Exercises to complete —
(1) Answer these questions from the text on AT&T TV's first-quarter results:
(a) When did AT&T TV expand nationally from its limited beta release?
(b) How many subscribers did AT&T report losing in Q1 across its premium pay TV portfolio?
(c) Who is named as AT&T's CEO?
(2) Can you carry on the article about AT&T TV's first-quarter subscriber losses from the point where it stops?

┌─ Text under study

Nationally deployed in the latter month of the first quarter, AT&T’s new premium IP-based pay TV service, AT&T TV, failed to reverse the steep subscriber losses the telecom company has been experiencing of late across its pay TV platforms.
AT&T, which reported the loss of nearly 900,000 subscribers in Q1 across a “premium” pay TV portfolio that lumps in AT&T TV along with DirecTV and U-verse TV, didn’t break out subscriber metrics for the former.
However, AT&T CEO Randall Stephenson seemed to imply that uptake for AT&T TV hasn’t been incendiary since the product expanded nationally from limited beta release at the beginning of March.
“Our expectations on AT&T TV have been very consistent with what we have seen even with the suppression of the pandemic in the latter part of March where we were restricted on the certain number of dispatches and some of our capacity there,” Stephenson said, speaking during AT&T’s first-quarter earnings call Wednesday.

└─
┌─ Extracted records

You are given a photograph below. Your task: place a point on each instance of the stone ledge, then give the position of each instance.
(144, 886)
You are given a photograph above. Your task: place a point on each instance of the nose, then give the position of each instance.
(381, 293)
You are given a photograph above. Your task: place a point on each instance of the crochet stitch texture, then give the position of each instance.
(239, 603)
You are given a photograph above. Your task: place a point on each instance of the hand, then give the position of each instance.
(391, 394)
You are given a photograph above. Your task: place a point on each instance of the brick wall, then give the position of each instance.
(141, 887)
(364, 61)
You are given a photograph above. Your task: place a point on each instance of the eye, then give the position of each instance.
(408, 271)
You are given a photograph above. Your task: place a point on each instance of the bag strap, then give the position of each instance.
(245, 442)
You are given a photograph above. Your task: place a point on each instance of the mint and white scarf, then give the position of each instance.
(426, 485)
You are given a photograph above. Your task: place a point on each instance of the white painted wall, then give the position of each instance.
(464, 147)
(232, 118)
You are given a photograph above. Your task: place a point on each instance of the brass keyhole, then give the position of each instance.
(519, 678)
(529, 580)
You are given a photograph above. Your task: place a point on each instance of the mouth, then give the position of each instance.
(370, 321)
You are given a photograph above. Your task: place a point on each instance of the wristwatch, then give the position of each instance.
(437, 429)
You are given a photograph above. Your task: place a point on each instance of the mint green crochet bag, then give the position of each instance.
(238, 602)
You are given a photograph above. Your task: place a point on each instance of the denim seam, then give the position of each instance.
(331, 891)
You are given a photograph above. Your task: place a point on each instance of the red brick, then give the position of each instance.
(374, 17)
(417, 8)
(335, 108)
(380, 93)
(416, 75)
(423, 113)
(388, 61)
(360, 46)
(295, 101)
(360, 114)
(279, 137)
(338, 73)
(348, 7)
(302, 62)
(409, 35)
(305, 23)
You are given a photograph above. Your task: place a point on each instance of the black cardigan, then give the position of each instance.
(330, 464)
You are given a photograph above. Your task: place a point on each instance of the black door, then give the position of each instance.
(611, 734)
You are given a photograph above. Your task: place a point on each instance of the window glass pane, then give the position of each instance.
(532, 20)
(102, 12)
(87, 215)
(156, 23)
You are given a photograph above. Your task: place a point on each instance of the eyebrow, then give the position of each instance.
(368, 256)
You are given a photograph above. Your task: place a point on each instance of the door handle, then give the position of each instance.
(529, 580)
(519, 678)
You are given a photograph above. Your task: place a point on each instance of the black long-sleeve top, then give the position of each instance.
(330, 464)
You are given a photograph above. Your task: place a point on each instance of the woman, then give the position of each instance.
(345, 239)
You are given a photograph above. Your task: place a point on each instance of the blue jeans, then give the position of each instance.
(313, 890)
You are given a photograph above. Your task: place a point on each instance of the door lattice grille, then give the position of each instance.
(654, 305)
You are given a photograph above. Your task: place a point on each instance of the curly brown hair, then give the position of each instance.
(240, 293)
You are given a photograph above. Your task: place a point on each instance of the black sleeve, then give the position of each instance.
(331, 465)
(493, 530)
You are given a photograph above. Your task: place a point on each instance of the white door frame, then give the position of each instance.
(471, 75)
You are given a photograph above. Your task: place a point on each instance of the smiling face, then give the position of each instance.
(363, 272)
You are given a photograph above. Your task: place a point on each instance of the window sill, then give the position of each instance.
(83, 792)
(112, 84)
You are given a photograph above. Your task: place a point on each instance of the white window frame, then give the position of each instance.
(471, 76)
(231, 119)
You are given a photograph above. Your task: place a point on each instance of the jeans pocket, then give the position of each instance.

└─

Task answers —
(1)
(a) At the beginning of March.
(b) Nearly 900,000.
(c) Randall Stephenson.

(2)
Stephenson cited a climate of “suppressed new add activity” in regard to consumers adding new entertainment services, despite the current uptick in video usage.
“So we feel pretty good about that launch and where we went,” he added. “As you know, we have to ramp that throughout the year, so one month does not a year make. But we are right on the plan of what we expected in terms of volume and the customer feedback on the customers. We have put on the product has been probably stronger than what we expected.”
AT&T is seeking to transition users of its DirecTV and U-verse linear platforms to AT&T TV, an Android TV-based service that's self-install and doesn't require satellite launches.